• [THE TASK]: Reproduce the birdhouse text word for word, starting at "Our birdhouse has" and ending at "of our surprises.".

• [TEXT]:
------
Our birdhouse has two doors, and the project has a series of surprises. When a user comes close enough to the birdhouse, the “bird” in the birdhouse starts singing. Then when the user interacts with the bird vocally, the lower door opens to reveal an egg. Then if the user tries to reach for the egg, the upper doors open, the lower door closes, and a “scare bird” appears.
Functionalities and design are depicted as follows:
Below is a 2-part demo of each of the surprises in succession:
The design phase of our project took the longest, but gave us the clearest idea on how to proceed. During this time, we planned out the overall layout of our house, including dimensions for laser cutting, wiring, and placement of each of our surprises.
One of the biggest challenges we ran into was opening the doors. While we knew servo motors were the best way to go about this, the actual placement and execution required a great deal of thought. Eventually, we decided on the top door’s opening to be a combination of a cardboard hinge, some carefully planned degree measurements for opening, and a servo mounting right next to the door.
The size of the egg proved to be a large impediment in trying to open the bottom door. Since both the egg and the door’s radius were too large, it was not feasible to open the bottom door in the same way as the top door. One idea we tried was a revolving door with the egg on the other side, but the servo motor’s range and the egg’s size made this difficult. Hence, we decided on a simpler approach: that the egg itself would have a dowel attached to it, which would push aside a curtain every time the egg was to reveal itself.
------
• [SOURCE DATA]:
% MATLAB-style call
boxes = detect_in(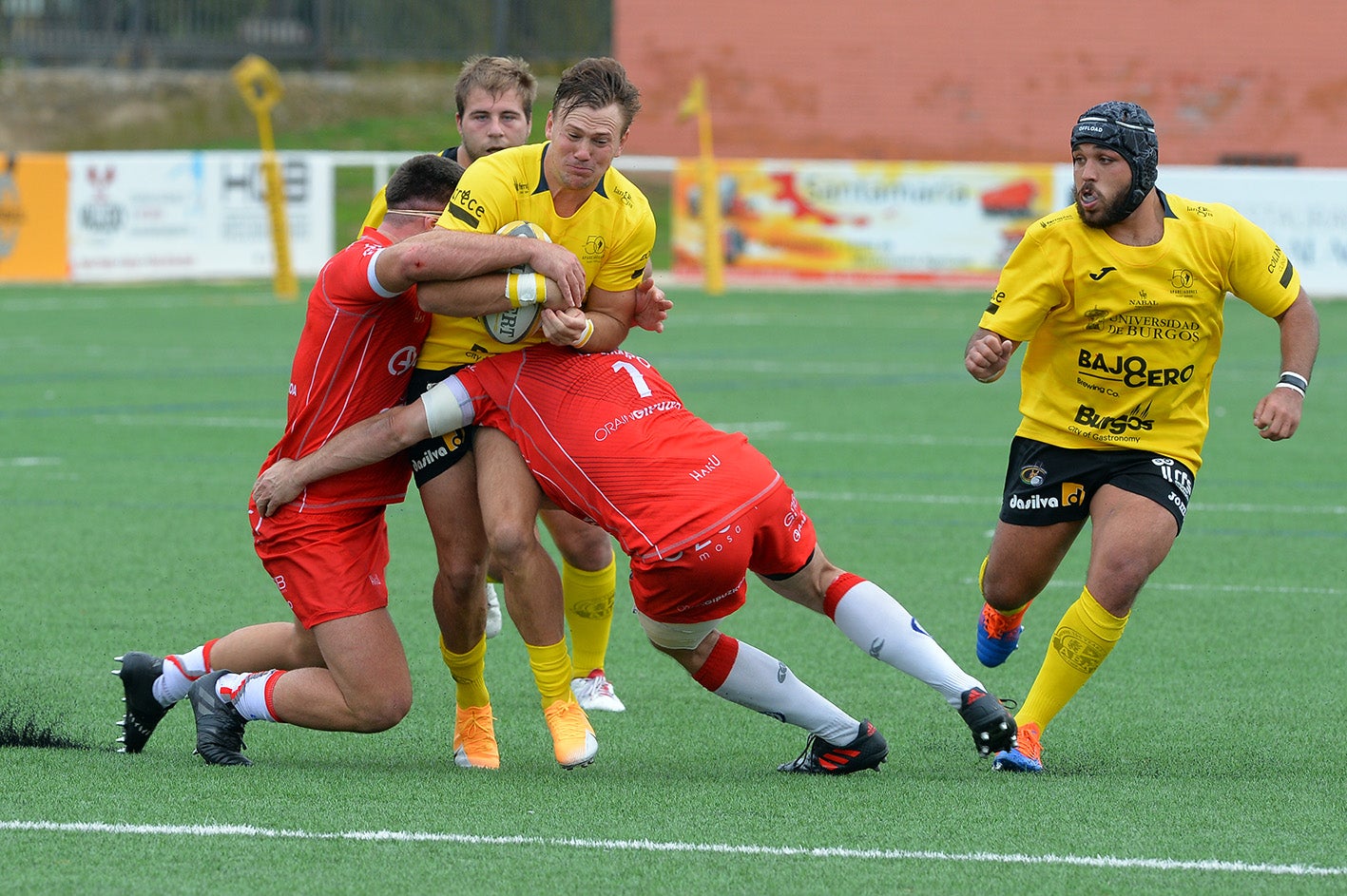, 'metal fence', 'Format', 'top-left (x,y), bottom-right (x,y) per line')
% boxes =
(0, 0), (613, 70)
------
• [EXERCISE SOLUTION]:
Our birdhouse has two doors, and the project has a series of surprises. When a user comes close enough to the birdhouse, the “bird” in the birdhouse starts singing. Then when the user interacts with the bird vocally, the lower door opens to reveal an egg. Then if the user tries to reach for the egg, the upper doors open, the lower door closes, and a “scare bird” appears.
Functionalities and design are depicted as follows:
Below is a 2-part demo of each of the surprises in succession:
The design phase of our project took the longest, but gave us the clearest idea on how to proceed. During this time, we planned out the overall layout of our house, including dimensions for laser cutting, wiring, and placement of each of our surprises.